[Task brief] The answer is to be the data below, written out in full and exactly.

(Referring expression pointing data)
((
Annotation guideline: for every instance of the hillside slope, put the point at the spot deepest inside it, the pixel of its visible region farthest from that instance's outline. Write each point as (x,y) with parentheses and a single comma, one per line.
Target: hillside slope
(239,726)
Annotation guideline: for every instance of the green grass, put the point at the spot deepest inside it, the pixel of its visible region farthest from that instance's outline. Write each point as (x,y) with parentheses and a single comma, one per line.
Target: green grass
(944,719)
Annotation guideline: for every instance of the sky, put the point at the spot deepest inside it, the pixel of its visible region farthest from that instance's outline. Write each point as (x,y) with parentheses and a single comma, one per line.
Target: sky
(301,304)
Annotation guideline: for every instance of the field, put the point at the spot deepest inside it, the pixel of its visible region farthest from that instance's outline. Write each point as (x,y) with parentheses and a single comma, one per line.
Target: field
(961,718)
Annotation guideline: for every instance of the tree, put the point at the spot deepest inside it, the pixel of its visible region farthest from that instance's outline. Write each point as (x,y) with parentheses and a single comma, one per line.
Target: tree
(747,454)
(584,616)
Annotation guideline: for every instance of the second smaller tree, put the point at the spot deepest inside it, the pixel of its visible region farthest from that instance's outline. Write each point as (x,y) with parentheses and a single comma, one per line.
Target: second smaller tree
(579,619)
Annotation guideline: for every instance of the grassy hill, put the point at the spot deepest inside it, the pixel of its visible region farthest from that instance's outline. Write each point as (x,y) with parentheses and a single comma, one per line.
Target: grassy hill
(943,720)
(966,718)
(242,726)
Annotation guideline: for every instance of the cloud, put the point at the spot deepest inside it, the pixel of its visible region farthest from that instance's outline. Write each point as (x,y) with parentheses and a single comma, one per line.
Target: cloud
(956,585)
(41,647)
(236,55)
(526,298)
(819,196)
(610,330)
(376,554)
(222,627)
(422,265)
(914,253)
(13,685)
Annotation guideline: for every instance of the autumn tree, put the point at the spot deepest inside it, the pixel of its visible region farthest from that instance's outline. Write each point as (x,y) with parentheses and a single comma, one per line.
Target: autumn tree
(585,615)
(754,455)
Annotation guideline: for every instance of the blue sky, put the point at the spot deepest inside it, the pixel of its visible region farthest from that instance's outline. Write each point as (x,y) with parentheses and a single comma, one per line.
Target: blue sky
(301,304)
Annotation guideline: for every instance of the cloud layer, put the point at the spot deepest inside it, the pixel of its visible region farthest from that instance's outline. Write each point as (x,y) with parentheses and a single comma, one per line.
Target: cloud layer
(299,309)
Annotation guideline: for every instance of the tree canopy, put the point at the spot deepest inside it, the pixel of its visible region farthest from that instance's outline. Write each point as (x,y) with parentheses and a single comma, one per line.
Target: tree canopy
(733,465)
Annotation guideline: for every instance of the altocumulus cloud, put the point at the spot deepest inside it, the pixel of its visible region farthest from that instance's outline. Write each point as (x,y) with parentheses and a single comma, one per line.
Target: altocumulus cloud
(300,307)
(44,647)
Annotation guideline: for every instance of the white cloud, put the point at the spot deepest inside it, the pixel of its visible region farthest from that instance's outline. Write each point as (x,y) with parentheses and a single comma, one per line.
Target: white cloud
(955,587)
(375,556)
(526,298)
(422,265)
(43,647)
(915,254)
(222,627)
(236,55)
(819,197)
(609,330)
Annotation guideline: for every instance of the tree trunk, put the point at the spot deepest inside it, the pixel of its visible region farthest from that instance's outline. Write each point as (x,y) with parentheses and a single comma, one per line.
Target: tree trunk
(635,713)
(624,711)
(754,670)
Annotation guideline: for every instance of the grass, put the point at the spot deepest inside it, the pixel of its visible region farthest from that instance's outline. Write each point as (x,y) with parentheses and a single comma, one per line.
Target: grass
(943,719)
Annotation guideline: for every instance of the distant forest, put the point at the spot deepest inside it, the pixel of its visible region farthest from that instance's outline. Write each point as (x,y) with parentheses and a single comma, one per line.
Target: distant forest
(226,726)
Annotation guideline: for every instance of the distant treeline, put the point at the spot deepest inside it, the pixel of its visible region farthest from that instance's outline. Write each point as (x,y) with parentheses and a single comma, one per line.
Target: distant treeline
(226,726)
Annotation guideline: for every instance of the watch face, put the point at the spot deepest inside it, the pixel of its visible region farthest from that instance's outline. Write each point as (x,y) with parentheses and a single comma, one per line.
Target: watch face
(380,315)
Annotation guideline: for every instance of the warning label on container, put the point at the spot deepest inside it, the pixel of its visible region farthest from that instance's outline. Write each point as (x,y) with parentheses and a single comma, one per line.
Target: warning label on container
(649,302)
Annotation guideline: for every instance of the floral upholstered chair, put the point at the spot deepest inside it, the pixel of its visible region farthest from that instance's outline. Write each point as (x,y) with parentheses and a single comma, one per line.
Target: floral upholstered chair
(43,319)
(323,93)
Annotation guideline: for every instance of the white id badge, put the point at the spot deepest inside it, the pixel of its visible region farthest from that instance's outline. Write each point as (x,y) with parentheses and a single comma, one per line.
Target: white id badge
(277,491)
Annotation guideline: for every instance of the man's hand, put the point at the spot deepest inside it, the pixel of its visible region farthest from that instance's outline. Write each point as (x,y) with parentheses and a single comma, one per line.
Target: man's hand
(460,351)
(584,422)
))
[Exercise output]
Annotation guideline: for every instance of the hillside slope, put the point at the spot deepest inside it, the pixel of its visible region farthest from that instance's outline. Write each point as (x,y) with parentheses and a single comma, one per line.
Target: hillside slope
(239,726)
Annotation guideline: for every instance of the green grass, put the point at the spot deepest inside it, the pixel of its visible region farthest from that instance's outline. Write each point as (x,y) with parentheses and a single comma, one per line.
Target: green grass
(944,719)
Annotation guideline: for every instance of the sky, put the point at the spot deepest inside it, the pixel of its visible region farthest from that instance's outline. Write each point as (x,y) with parentheses and a single comma, one per line.
Target: sky
(301,304)
Annotation guideline: for every instance of the field, put the point at the spot deepest inside it, the pixel of its visible region farthest from that instance's outline. Write each point as (x,y) with parentheses and a single comma, one per line.
Target: field
(961,718)
Annotation guideline: for every instance of the tree, put the point at the spot deepest inside it, the pixel of its visible region farthest from that instance's outline. Write each point as (x,y) with parentheses and a single comma, one per line.
Target: tree
(747,454)
(584,616)
Annotation guideline: for every instance of the second smaller tree, put the point at the spot deepest inside it, the pixel of its visible region farthest from that instance's outline. Write each point as (x,y) with parentheses and a single comma, one per line.
Target: second smaller tree
(579,619)
Annotation guideline: for every instance of the grassy hill, put the point at the spot deepest inside it, the pixel of its visible region farthest from that instance's outline. Write each point as (x,y) with parentheses and a single comma, one per line.
Target: grassy hill
(943,720)
(966,718)
(242,726)
Annotation guideline: for every instance of the cloud, put the point at the spot deepest inside it, the pixel of its visible region farthest from that instance's outline. Write each point as (x,y) with parentheses and a single comma, one per line.
Target: cloud
(956,585)
(41,647)
(236,55)
(526,298)
(819,196)
(610,330)
(376,554)
(222,627)
(422,265)
(914,253)
(13,685)
Annotation guideline: for every instance of the autumn tree, put the point at the spot deepest inside it, the pixel of its visible region farthest from that instance's outline. Write each point as (x,y) with parentheses and a single comma, one per line.
Target: autumn tree
(585,615)
(754,455)
Annotation guideline: for every instance of the blue sky, put the point at the spot deepest inside it, the pixel of its visible region farthest from that instance's outline. Write each point as (x,y) with parentheses and a single comma, one per line.
Target: blue sky
(301,304)
Annotation guideline: for every instance of the cloud layer, put the point at the spot deepest inside it, the pixel of its visible region farthest from that instance's outline. Write each point as (x,y) with parentheses and a single comma, one per line.
Target: cloud layer
(299,309)
Annotation guideline: for every instance of the tree canopy, put the point at the spot deepest inside it, the pixel of its visible region farthest from that instance's outline. Write each point as (x,y) with parentheses and a single comma, one per line.
Target: tree canopy
(733,465)
Annotation guideline: for every instance of the altocumulus cloud, put the point at the spot deepest inside it, the pixel of its visible region farthest from that instance's outline. Write each point as (x,y) with parentheses and a single comma, one per line.
Target: altocumulus cloud
(300,307)
(44,647)
Annotation guideline: for every instance of the white cloud, put the point at the spot deepest inside it, the pixel of its visible region farthest from that instance's outline. Write each point as (x,y) with parentheses and a single comma, one per line.
Target: white cloud
(955,587)
(375,556)
(526,298)
(422,265)
(43,647)
(915,254)
(222,627)
(236,55)
(819,197)
(609,330)
Annotation guideline: for every instance of the tree trunk, put the point at the spot deepest inside it, the pixel of its visible region farthest from that instance's outline. Write each point as (x,y) with parentheses and a single comma, one per line.
Target: tree trunk
(635,713)
(624,711)
(754,670)
Annotation guideline: for every instance of the grass, put the point at the spot deepest inside it, the pixel of its visible region farthest from that instance's outline. Write each point as (x,y) with parentheses and a single comma, one per line.
Target: grass
(943,719)
Annotation guideline: for every instance of the distant forest, put the point at the spot deepest inside it, the pixel of its visible region farthest from that instance's outline. Write each point as (x,y) with parentheses and a single comma, one per line.
Target: distant forest
(226,726)
Annotation guideline: for every instance of the distant treeline, put the point at the spot deepest inside it, the pixel of its visible region farthest from that instance's outline. Write each point as (x,y) with parentheses and a single comma, one per line.
Target: distant treeline
(226,726)
Annotation guideline: for every instance of the watch face, put the point at the spot deepest inside it, the pixel of its visible region farthest from that instance's outline. Write each point as (x,y) with parentheses and a single comma, one per line.
Target: watch face
(380,315)
Annotation guideline: for every instance of the warning label on container, put the point at the spot deepest inside it, the pixel of its visible region farthest from that instance's outline. Write each point as (x,y) with parentheses and a single comma, one per line.
Target: warning label on container
(649,302)
Annotation guideline: for every instance of the floral upholstered chair, put the point at the spot deepest inside it, the pixel of its visible region farthest from that instance's outline. Write each point as (x,y) with parentheses and a single comma, one per line.
Target: floral upholstered chair
(43,319)
(323,93)
Annotation guideline: for every instance of the white id badge, put the point at the spot deepest inside it, the pixel of its visible region farthest from that instance's outline. Write each point as (x,y) with parentheses and a single comma, one per line.
Target: white id badge
(277,491)
Annotation guideline: for every instance of the man's hand, put the point at the spot deepest inside it, the pixel of its visible region farthest from that instance's outline. Write each point as (x,y) with parentheses and a single comma, one per line.
Target: man's hand
(460,351)
(584,422)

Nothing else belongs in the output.